• Page extract
Wednesday, December 2, 2020

Re: USA Africa Dialogue Series - Toyin Adepoju is a genius!

Dear Professor Falola:

 

You have spoken well. You have said publicly what you told me years ago. You once said me that: "Adepoju is a genius and he does not know it." I came to know Adepoju through you; I think around 2011 when in a private email you brought the two of us together with others to debate an issue on death and afterlife. Like you, I see Adepoju as a highly talented scholar, an extraordinary thinker, a genius. In December 2018, I made efforts to meet with him in Lagos. I was visiting Nigeria from Boston and I had the option to land at Abuja or Port Harcourt, but because I wanted to meet with him I went through Lagos.

 

He is different in his approach to scholarship and I have never been afraid of people who do things differently. Like you, I have been encouraging him to  systematically put his ideas in book forms and also to pursue a Ph.D. Actually he applied to Oxford and the University of London but they had problems locating an appropriate supervisor for him.

 

Almost every week I call him on the phone to encourage him in his work and to mutually share ideas with him. I send him books and essays.

 

Please permit me to give a personal testimony to drive home the point you have made. Sometimes, we need to do the extraordinary thing to allow people like Adepoju to realize their dreams. I am a beneficiary of such favors. I will not be where I am today if others did not discover me and nurtured my growth. So here is my testimony. I give it in the spirit that if I could do, then Adepoju will do. He is easily more gifted than me.

 

I was once like him—or still like him in many ways. I dabble into too many fields. The reason why I did my PhD in two years and came out with summa cum laude is that I had published five books and 18 articles before I even started my doctoral work at Princeton. Years before I started the doctoral program, NYU had invited me to teach as an adjunct lecturer without a doctoral degree. I was invited based on my eclectic publications. Yet after a year or so, I was evaluated and promoted to Assistant Professor of Social Sciences. Yes, in those days at NYU even adjuncts had to go through rigorous evaluations to be promoted. The reason why NYU gave me that special title of Assistant Professor of Social Sciences was to recognize and celebrate my eclectic scholarship. The scholars there did not disdain my work because it was all over the map. I taught a history and African studies related course at NYU. At the same time, I was also an adjunct professor at New York Institute of Finance where I taught two courses, mergers and acquisitions, and security analysis.

• Information shown
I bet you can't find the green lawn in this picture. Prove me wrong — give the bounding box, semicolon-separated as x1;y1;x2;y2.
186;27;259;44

• Aim
Please reproduce the stretch of the letter to Professor Falola above from "Wednesday, December 2, 2020" through "went through Lagos.", word for word.

• Complete answer
Wednesday, December 2, 2020

Re: USA Africa Dialogue Series - Toyin Adepoju is a genius!

Dear Professor Falola:

 

You have spoken well. You have said publicly what you told me years ago. You once said me that: "Adepoju is a genius and he does not know it." I came to know Adepoju through you; I think around 2011 when in a private email you brought the two of us together with others to debate an issue on death and afterlife. Like you, I see Adepoju as a highly talented scholar, an extraordinary thinker, a genius. In December 2018, I made efforts to meet with him in Lagos. I was visiting Nigeria from Boston and I had the option to land at Abuja or Port Harcourt, but because I wanted to meet with him I went through Lagos.